[Input data — start]

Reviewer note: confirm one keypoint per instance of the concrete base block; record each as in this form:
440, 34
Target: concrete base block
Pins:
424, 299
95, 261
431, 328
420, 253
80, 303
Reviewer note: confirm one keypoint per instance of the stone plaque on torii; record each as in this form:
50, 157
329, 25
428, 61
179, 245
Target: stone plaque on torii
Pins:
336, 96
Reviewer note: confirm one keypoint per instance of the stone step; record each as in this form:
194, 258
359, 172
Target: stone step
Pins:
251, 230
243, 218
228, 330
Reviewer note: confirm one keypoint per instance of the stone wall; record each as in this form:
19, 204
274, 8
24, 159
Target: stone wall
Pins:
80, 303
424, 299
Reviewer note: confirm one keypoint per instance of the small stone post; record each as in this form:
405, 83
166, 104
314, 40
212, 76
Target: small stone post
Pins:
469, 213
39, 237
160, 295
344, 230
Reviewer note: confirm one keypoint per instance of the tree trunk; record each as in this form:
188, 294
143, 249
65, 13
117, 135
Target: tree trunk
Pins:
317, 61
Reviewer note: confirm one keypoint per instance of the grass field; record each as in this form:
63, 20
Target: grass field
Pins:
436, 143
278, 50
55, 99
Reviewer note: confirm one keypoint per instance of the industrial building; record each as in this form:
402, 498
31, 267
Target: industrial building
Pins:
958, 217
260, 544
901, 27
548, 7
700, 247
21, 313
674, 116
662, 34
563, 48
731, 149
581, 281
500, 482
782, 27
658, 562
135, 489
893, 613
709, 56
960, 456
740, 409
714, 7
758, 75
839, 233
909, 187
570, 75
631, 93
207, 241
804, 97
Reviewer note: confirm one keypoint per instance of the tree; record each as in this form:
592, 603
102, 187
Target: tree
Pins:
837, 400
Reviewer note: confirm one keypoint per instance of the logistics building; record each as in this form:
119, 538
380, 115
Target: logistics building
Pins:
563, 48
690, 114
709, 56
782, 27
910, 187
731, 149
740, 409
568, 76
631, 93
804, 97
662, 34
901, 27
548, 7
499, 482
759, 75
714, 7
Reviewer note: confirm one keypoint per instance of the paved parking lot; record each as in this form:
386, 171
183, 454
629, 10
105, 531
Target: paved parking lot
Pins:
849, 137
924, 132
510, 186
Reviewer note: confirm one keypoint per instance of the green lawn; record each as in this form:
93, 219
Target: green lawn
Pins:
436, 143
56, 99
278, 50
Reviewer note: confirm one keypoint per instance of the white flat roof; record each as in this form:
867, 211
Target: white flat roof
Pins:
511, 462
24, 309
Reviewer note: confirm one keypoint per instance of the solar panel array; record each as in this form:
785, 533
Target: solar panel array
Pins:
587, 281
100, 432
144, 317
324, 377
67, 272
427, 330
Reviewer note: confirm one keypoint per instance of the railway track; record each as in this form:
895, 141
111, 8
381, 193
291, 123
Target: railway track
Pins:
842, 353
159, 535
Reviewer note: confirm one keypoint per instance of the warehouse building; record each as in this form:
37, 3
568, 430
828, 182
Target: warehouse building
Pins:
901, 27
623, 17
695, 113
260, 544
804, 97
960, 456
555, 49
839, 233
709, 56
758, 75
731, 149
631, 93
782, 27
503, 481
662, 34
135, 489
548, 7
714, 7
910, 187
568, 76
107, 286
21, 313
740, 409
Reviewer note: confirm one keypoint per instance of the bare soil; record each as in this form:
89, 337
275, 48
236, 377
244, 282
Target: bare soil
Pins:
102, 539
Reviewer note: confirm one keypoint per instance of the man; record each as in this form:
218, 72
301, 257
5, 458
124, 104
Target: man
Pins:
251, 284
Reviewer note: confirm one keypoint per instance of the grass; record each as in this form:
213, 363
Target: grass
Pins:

[Input data — finish]

**What is needed:** Exactly reproduce every line of the records.

**Solution:**
Reviewer note: confirm one keypoint per instance of the concrete base block; record each as in this form:
440, 34
Target: concrete base block
Pins:
424, 299
95, 261
431, 328
420, 253
80, 303
Reviewer note: confirm one keypoint per instance of the stone plaque on torii; record each as in this form:
50, 157
329, 25
428, 61
179, 245
Target: stone plaque on torii
Pins:
336, 96
Reviewer note: confirm one keypoint per instance of the stone step; record each as in this form:
194, 258
359, 172
Target: stone step
Pins:
251, 230
243, 218
228, 330
Reviewer note: confirm one keypoint per instance of the stone wall; record each as in this form:
19, 204
274, 8
24, 159
Target: stone wall
Pins:
80, 303
424, 299
Reviewer note: confirm one keypoint per instance of the small stone post; record each as in this form:
405, 83
166, 104
314, 40
212, 76
Target: small stone post
Pins:
469, 213
39, 237
160, 295
344, 230
Reviewer note: confirm one keypoint per instance of the tree trunk; record each as in this form:
188, 294
143, 249
65, 13
117, 135
Target: tree trunk
Pins:
317, 61
Reviewer note: confirm one keypoint per instance of the grass field; record each as in this form:
63, 20
Target: grass field
Pins:
436, 143
278, 50
55, 99
Reviewer note: confirm one keypoint per instance of the industrial building; record each as in this form:
402, 498
31, 267
Target: industrial building
Pins:
958, 217
260, 544
901, 27
548, 7
700, 247
21, 313
674, 116
662, 34
563, 48
731, 149
581, 281
500, 482
782, 27
658, 562
135, 489
893, 613
709, 56
960, 456
740, 409
714, 7
758, 75
839, 233
909, 187
570, 75
631, 93
207, 241
804, 97
Reviewer note: confirm one keypoint per instance of the tree; record each as in this form:
592, 603
102, 187
Target: tree
Pins:
837, 400
Reviewer note: confirm one keypoint per instance of the logistics building; record each as in this form:
119, 538
380, 115
Target: logistics building
Pins:
563, 48
690, 114
709, 56
782, 27
910, 187
731, 149
740, 409
568, 76
631, 93
804, 97
662, 34
901, 27
548, 7
499, 482
759, 75
714, 7
Reviewer note: confirm one keypoint per instance of the paved parking lot; record each as in this form:
386, 171
183, 454
629, 10
105, 531
Target: paved parking lot
Pins:
849, 137
924, 132
510, 186
Reviewer note: confirm one keypoint per instance of the green lawn; record each as in this form:
93, 219
Target: green lawn
Pins:
436, 143
56, 99
278, 50
Reviewer note: confirm one keypoint per instance of the white flat roof; record each as in this form:
867, 211
Target: white flat roof
Pins:
511, 462
24, 309
Reviewer note: confirm one keypoint per instance of the solar panel array; record each as in this form:
785, 533
Target: solar panel array
Pins:
587, 281
100, 432
144, 317
324, 377
67, 272
427, 330
Reviewer note: confirm one keypoint per instance of the railway track; record each as in this form:
895, 141
111, 8
381, 193
291, 123
Target: railway track
Pins:
842, 353
159, 535
Reviewer note: confirm one keypoint per instance of the warehouse building; record each as in this form:
37, 3
568, 430
828, 182
Target: warehouse building
Pins:
901, 27
623, 17
695, 113
260, 544
804, 97
960, 456
555, 49
839, 233
709, 56
758, 75
731, 149
631, 93
782, 27
503, 481
662, 34
135, 489
548, 7
714, 7
910, 187
568, 76
107, 286
21, 313
740, 409
Reviewer note: confirm one keypoint per instance of the bare soil; record each as in this form:
89, 337
275, 48
236, 377
244, 282
Target: bare soil
Pins:
102, 539
Reviewer note: confirm one keypoint per instance of the man; record each as in this form:
218, 72
301, 257
5, 458
124, 104
Target: man
Pins:
251, 284
Reviewer note: confirm one keypoint per instance of the grass; record each as in this form:
213, 363
Target: grass
Pins:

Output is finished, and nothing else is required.